┌─ Material provided
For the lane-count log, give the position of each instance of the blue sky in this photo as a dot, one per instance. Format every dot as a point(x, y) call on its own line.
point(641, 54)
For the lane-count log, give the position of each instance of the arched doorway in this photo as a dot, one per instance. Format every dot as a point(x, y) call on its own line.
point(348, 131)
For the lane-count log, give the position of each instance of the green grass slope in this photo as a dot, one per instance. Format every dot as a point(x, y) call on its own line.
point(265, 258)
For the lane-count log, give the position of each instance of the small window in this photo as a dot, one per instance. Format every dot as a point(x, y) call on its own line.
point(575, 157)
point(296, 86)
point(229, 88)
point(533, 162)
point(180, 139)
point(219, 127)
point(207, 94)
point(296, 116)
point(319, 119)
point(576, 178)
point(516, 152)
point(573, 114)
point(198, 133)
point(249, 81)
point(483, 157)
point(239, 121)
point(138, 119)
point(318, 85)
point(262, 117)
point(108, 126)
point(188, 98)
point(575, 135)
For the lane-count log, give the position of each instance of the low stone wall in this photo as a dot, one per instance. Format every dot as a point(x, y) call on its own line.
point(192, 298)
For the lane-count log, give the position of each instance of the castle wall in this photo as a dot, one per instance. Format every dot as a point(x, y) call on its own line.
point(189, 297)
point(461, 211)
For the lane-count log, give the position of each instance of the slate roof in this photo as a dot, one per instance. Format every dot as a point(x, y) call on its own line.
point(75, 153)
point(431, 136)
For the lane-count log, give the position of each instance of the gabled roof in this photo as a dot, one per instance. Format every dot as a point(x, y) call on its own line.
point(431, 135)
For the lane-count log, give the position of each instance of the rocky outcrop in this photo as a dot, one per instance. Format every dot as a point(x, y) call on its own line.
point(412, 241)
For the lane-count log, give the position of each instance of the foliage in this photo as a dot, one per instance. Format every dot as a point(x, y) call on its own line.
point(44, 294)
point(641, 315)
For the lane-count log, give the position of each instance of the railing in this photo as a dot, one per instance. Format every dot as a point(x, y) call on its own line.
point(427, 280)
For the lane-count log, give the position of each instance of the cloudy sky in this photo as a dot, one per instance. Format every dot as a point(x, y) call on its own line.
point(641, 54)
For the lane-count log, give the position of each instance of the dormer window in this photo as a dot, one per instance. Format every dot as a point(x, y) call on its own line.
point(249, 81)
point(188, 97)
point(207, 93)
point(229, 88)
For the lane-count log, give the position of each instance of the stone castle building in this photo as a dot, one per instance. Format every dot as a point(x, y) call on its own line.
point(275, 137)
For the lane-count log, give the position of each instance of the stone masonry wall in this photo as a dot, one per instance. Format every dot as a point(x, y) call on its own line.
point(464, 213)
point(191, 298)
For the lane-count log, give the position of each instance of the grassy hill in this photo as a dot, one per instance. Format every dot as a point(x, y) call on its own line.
└─
- [Task item]
Every line of the records above needs to be given again exactly.

- [Completed task]
For the lane-count log, give the position of each instance of the blue sky in this photo as a dot, one per instance. Format every dot as a point(x, y) call on its own line.
point(641, 54)
For the lane-count log, give the position of each instance of the arched doorway in this photo as a dot, one per instance. Format every dot as a point(x, y) call on its own line.
point(348, 131)
For the lane-count log, give the position of each instance of the green grass slope in this photo as a dot, one per instance. Format every dot as a point(x, y) call on its own line.
point(265, 258)
For the lane-count log, give the position of each instance of the small window in this photo as a dot, one per instance. Format every dot as a point(x, y) call on its own line.
point(575, 157)
point(296, 86)
point(229, 88)
point(533, 162)
point(180, 139)
point(219, 127)
point(207, 94)
point(296, 116)
point(319, 119)
point(576, 178)
point(516, 152)
point(573, 114)
point(198, 133)
point(249, 81)
point(483, 157)
point(239, 121)
point(138, 119)
point(318, 85)
point(262, 117)
point(108, 126)
point(188, 98)
point(575, 135)
For the lane-count log, give the position of each instance of the low stone wall in this photo as a dot, one per instance. Format every dot as a point(x, y) call on its own line.
point(192, 298)
For the lane-count log, give the position of each instance of the castle wall in this photo as a dot, one per instance. Format every dot as a point(x, y) call on its own line.
point(189, 297)
point(461, 211)
For the lane-count log, give the position of each instance of the slate roof in this photo as a dot, one per instance. Format every dot as a point(x, y) call on its own line.
point(75, 153)
point(431, 136)
For the lane-count log, give the position of each instance of the gabled roof in this photo as a dot, one per instance. Format every dot as a point(x, y) call on its own line.
point(431, 135)
For the lane-count log, give the position of each instance of the rocky outcrop in this photo as a dot, one per instance. Format every dot as a point(x, y) call on its own line.
point(412, 241)
For the lane-count log, give the position of each instance of the foliage in this photo as a dot, one per instance. Format every dot as a point(x, y) call on its own line.
point(44, 294)
point(641, 315)
For the lane-count log, give the position of each instance of the railing in this photo as a dot, one per instance. Format every dot as a point(x, y) call on its own line.
point(427, 280)
For the lane-count log, give the position of each instance of the cloudy sky in this photo as a dot, one per instance. Format every dot as a point(x, y) call on its own line.
point(641, 54)
For the lane-count log, give the position of each instance of the dormer window in this photo as a dot, one per instance. Format every dot as a point(x, y) call on its own line.
point(249, 81)
point(188, 97)
point(207, 93)
point(229, 88)
For the lane-count log, give the position of each instance of the stone castle building in this photo as a dot, one per instance. Format every dot as a point(x, y) call on its own line.
point(275, 137)
For the lane-count log, give the position of each instance of the stone masonry wall in this photo as a dot, one per instance. Format every dot as a point(x, y) call on its own line.
point(464, 213)
point(191, 298)
For the lane-count log, give the position of each instance of the grassy hill in this photo as a dot, one per instance. Format every dot as a point(x, y) call on its own line.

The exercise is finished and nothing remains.